#### [Work to be completed]
Write out all of the lines below word for word, leaving the pictures out.

Point placement records
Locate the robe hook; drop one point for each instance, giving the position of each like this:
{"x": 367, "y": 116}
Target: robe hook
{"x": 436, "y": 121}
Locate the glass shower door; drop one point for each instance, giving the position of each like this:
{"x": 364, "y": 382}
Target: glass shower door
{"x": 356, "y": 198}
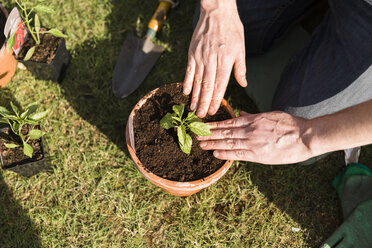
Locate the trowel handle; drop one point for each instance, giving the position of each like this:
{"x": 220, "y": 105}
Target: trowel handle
{"x": 158, "y": 18}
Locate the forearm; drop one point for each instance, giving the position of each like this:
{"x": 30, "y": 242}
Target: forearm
{"x": 345, "y": 129}
{"x": 218, "y": 4}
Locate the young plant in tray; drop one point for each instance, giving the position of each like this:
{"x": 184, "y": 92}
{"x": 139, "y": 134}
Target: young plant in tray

#### [Complete answer]
Locate the robe hook; drop one point for each instance, giving the position of each like this:
{"x": 367, "y": 116}
Target: robe hook
{"x": 436, "y": 121}
Locate the glass shower door; drop one point for each instance, giving the position of each like this:
{"x": 364, "y": 382}
Target: glass shower door
{"x": 356, "y": 198}
Locate the trowel handle; drop one point for each instance, giving the position of each like this:
{"x": 220, "y": 105}
Target: trowel handle
{"x": 158, "y": 18}
Locate the forearm; drop one point for each instance, giving the position of each like this:
{"x": 30, "y": 242}
Target: forearm
{"x": 345, "y": 129}
{"x": 218, "y": 4}
Locate the young plant in tray; drop one point for each instance, giving the position of each like this:
{"x": 184, "y": 92}
{"x": 139, "y": 134}
Target: young plant in tray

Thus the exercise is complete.